▶ Data records

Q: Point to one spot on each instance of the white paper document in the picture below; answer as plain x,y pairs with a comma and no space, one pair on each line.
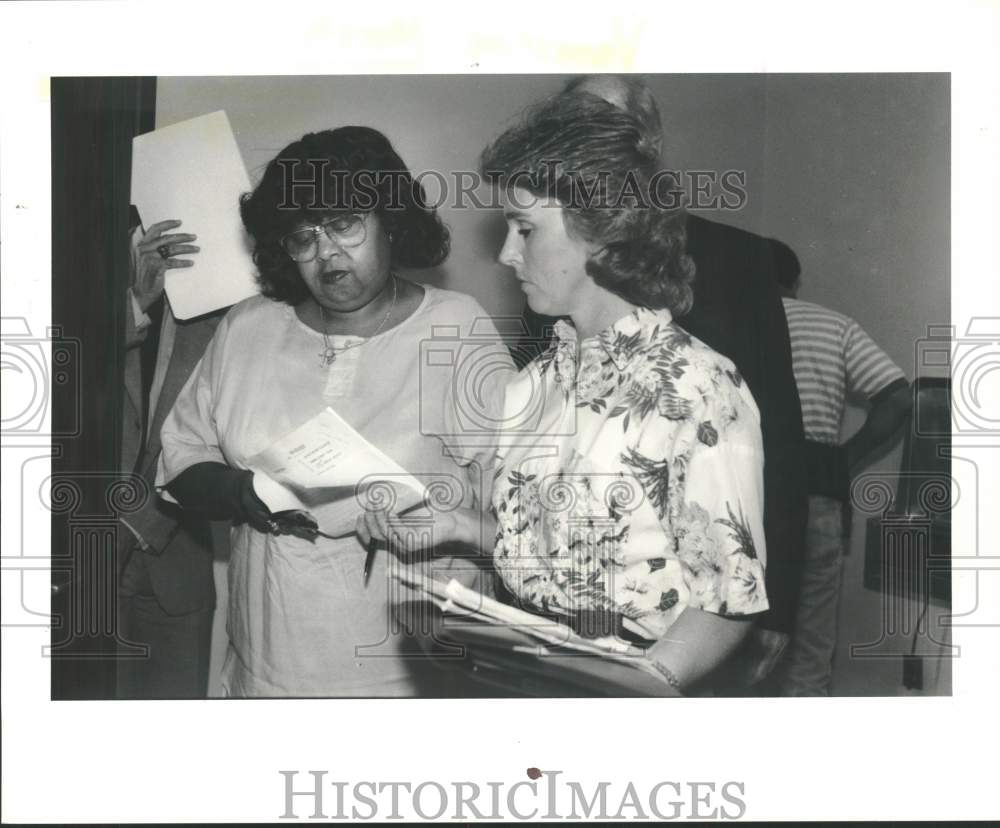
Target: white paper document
327,468
193,171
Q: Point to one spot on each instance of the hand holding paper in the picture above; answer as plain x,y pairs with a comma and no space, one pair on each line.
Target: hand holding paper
194,169
327,468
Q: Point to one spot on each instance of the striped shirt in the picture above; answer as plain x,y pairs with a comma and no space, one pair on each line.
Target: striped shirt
831,357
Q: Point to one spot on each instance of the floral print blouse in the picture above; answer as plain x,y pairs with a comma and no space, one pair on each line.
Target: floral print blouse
632,482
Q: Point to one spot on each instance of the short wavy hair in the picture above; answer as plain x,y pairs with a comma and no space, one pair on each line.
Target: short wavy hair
351,168
594,158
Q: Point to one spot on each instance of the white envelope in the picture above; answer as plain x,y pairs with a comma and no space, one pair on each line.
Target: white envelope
193,171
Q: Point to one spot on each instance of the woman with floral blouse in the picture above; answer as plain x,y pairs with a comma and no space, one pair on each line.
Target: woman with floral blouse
629,472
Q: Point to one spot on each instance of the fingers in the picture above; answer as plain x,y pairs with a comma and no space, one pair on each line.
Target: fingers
172,239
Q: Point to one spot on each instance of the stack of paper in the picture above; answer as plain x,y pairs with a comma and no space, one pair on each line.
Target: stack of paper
325,467
193,171
499,634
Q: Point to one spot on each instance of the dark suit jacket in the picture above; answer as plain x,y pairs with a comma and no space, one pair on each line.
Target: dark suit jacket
179,558
738,312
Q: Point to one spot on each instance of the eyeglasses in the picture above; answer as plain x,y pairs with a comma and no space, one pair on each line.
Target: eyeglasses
348,230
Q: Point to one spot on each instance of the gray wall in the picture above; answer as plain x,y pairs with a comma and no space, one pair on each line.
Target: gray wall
852,171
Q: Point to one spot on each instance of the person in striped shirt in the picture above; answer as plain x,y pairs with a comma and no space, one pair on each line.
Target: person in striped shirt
832,358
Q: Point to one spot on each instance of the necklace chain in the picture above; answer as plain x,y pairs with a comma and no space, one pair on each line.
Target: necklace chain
329,354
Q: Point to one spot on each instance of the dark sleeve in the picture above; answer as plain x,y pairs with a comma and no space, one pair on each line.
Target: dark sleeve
785,499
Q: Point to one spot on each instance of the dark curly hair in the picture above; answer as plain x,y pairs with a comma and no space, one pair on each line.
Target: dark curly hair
351,168
593,157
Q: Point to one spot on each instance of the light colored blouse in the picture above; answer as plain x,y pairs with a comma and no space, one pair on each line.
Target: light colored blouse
301,622
635,482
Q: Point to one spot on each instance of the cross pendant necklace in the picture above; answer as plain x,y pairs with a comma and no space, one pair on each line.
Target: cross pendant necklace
329,354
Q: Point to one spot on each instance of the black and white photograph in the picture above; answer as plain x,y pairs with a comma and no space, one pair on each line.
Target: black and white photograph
345,398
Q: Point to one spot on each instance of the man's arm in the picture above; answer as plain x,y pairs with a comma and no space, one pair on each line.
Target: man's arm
890,409
777,396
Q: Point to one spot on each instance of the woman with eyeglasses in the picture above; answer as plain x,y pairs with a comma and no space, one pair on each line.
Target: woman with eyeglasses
334,218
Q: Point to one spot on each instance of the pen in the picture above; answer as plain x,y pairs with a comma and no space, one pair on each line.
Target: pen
369,560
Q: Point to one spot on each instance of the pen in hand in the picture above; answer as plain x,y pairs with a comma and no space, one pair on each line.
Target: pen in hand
369,560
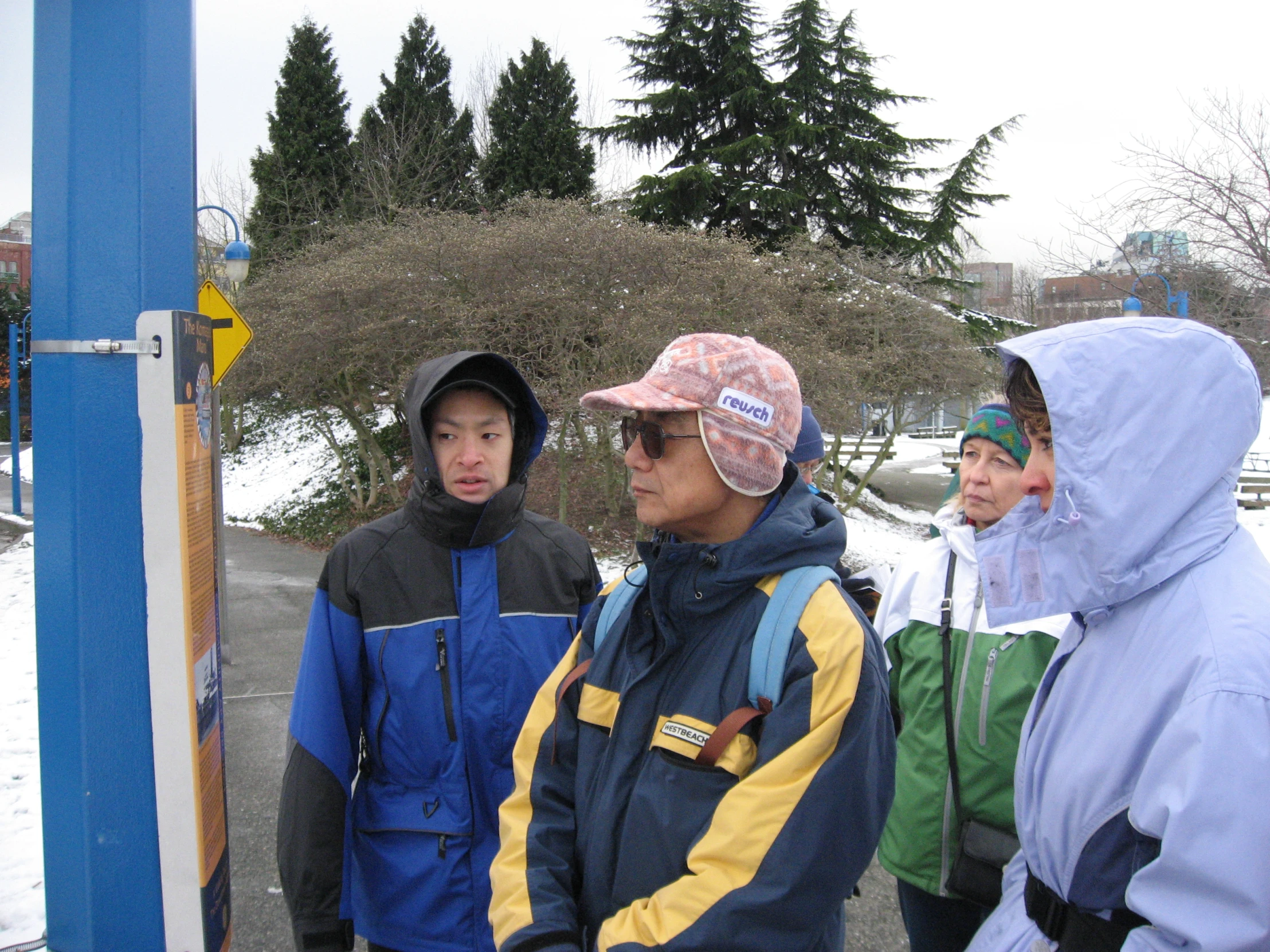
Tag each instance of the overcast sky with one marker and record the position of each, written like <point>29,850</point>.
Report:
<point>1089,77</point>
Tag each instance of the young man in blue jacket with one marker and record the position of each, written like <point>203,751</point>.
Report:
<point>1144,760</point>
<point>431,631</point>
<point>654,807</point>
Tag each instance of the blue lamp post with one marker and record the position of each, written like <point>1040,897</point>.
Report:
<point>18,337</point>
<point>1132,306</point>
<point>238,255</point>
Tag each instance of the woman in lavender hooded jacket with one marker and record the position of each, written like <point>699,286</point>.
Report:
<point>1141,790</point>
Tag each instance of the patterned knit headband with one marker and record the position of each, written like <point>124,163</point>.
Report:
<point>994,422</point>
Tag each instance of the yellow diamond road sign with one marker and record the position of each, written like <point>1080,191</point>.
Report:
<point>230,333</point>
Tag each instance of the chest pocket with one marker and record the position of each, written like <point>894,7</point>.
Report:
<point>598,706</point>
<point>687,737</point>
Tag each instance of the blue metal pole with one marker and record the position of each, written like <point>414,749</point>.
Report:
<point>15,416</point>
<point>113,192</point>
<point>238,235</point>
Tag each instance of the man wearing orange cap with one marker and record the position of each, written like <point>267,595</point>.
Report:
<point>658,802</point>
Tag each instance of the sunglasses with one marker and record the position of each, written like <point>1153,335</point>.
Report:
<point>652,437</point>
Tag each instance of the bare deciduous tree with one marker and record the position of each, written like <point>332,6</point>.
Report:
<point>579,297</point>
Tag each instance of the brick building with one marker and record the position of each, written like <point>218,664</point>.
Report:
<point>1081,297</point>
<point>1102,295</point>
<point>15,251</point>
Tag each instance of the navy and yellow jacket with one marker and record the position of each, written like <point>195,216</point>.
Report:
<point>430,634</point>
<point>615,839</point>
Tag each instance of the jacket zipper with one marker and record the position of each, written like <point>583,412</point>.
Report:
<point>387,700</point>
<point>957,733</point>
<point>444,668</point>
<point>987,689</point>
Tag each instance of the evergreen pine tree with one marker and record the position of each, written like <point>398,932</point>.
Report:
<point>955,200</point>
<point>303,178</point>
<point>535,139</point>
<point>712,102</point>
<point>808,151</point>
<point>849,173</point>
<point>422,144</point>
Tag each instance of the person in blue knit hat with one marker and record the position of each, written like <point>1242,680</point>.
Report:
<point>808,454</point>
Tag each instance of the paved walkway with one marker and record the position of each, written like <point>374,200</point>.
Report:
<point>271,585</point>
<point>7,485</point>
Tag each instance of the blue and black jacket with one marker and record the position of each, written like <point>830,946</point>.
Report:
<point>618,838</point>
<point>430,635</point>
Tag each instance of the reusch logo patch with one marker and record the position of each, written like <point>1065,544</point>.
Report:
<point>746,406</point>
<point>673,729</point>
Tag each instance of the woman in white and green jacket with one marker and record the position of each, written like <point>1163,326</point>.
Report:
<point>994,676</point>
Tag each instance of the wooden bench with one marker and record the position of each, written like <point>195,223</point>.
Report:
<point>869,450</point>
<point>1255,486</point>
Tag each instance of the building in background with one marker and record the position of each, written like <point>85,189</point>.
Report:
<point>1102,295</point>
<point>15,251</point>
<point>991,286</point>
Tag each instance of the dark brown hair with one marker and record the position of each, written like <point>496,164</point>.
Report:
<point>1026,403</point>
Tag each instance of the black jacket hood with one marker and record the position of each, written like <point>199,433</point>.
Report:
<point>441,517</point>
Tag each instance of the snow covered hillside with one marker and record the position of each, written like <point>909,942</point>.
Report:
<point>22,870</point>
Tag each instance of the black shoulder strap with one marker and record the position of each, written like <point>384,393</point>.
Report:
<point>947,639</point>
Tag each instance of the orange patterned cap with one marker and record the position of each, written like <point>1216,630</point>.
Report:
<point>747,398</point>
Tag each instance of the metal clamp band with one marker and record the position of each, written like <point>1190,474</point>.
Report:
<point>103,345</point>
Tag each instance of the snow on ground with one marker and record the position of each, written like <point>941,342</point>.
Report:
<point>22,870</point>
<point>285,463</point>
<point>25,463</point>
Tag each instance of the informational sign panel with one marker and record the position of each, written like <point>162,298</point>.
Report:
<point>174,400</point>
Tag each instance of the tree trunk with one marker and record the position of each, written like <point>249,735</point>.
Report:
<point>836,456</point>
<point>232,433</point>
<point>563,469</point>
<point>613,502</point>
<point>579,427</point>
<point>348,478</point>
<point>877,465</point>
<point>377,460</point>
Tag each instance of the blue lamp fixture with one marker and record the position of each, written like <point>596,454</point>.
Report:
<point>1132,306</point>
<point>238,255</point>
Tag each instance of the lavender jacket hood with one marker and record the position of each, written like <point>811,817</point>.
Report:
<point>1144,760</point>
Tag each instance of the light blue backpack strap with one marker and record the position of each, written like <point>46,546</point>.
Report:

▶ Your instructions
Provide the count of lines above containing "metal", without any added words.

▶ Solution to this problem
2